PROBLEM 1:
Answer each question from the bone cleaver thread below, one answer per line, marked the same way.
(a) What did the cleaver's owner cut in half twice to test it?
(b) To what extent did the owner grind the blade after re-profiling the edge?
(c) What kind of handles does Bensbites call a specialty?
PROBLEM 2:
In the bone cleaver thread below, quote the passage starting at "I received an" and ending at "might be interested.".
PROBLEM 3:
List every username that posts in the bone cleaver thread below, naming each one once.

TEXT:
# Bone cleaver rehab



## dwalker (Apr 5, 2018)

I received an old bone cleaver for Christmas and decided to spruce it up a bit. It had a terrible profile from years of bad sharpening and an ugly oversized handle. I wanted to make sure it was worth the effort so I chopped a 4×4 in half twice. It showed no damage and was still pretty sharp so I decided to give it a go. I thought you guys might be interested.







I ditched the handle, re-profiled the edge and ground it 90%.





Glass bead blast and refinishing.

















Finished up the grind.













Now all it needs is sharpening .


----------



## YG420 (Apr 5, 2018)

Great job!! &#128077;


----------



## Bensbites (Apr 5, 2018)

Nice work on the rehab. I might even be inspired to try and force a deep patina on a blade or two. 

Thanks, I am not setup for westerns like this. Wa handles are my specialty, I really appreciate the consideration and would love to work with you on a different project.


----------



## dwalker (Apr 5, 2018)

Bensbites said:


> Nice work on the rehab. I might even be inspired to try and force a deep patina on a blade or two.
> 
> Thanks, I am not setup for westerns like this. Wa handles are my specialty, I really appreciate the consideration and would love to work with you on a different project.


Thanks. I'm sure we can work together on something else.


----------

GIVEN ENTRIES:
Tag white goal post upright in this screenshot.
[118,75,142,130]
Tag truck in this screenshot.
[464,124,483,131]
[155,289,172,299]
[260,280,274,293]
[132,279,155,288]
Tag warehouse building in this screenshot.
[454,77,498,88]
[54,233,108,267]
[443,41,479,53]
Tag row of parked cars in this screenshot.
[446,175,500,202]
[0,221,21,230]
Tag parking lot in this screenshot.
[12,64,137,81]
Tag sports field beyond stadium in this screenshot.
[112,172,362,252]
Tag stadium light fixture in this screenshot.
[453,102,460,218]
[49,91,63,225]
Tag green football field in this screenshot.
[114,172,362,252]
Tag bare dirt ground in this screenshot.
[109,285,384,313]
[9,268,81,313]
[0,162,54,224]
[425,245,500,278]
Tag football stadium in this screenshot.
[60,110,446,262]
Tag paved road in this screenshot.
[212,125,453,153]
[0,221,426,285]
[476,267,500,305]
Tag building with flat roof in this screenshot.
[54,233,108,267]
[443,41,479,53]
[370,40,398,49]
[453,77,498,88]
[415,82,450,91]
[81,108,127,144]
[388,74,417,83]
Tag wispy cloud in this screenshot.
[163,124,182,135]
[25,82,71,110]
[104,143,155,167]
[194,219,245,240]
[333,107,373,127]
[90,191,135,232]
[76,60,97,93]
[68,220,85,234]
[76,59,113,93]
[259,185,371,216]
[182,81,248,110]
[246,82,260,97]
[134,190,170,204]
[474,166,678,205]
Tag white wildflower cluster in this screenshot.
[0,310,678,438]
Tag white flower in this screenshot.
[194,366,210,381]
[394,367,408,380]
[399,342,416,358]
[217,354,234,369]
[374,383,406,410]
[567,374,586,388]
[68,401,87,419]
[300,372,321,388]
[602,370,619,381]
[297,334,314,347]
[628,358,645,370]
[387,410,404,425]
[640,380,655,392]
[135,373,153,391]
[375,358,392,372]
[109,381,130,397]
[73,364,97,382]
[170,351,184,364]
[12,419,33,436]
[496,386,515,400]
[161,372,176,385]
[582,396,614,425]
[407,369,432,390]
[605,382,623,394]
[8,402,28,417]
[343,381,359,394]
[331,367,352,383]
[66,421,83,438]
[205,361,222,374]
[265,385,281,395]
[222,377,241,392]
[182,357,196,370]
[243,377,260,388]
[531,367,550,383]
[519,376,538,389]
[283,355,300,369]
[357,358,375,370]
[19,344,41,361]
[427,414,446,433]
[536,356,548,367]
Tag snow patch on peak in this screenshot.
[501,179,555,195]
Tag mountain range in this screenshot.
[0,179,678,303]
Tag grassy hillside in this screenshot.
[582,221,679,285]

COMPLETE ANSWER 1:
(a) A 4×4
(b) 90%
(c) Wa handles

COMPLETE ANSWER 2:
I received an old bone cleaver for Christmas and decided to spruce it up a bit. It had a terrible profile from years of bad sharpening and an ugly oversized handle. I wanted to make sure it was worth the effort so I chopped a 4×4 in half twice. It showed no damage and was still pretty sharp so I decided to give it a go. I thought you guys might be interested.

COMPLETE ANSWER 3:
dwalker
YG420
Bensbites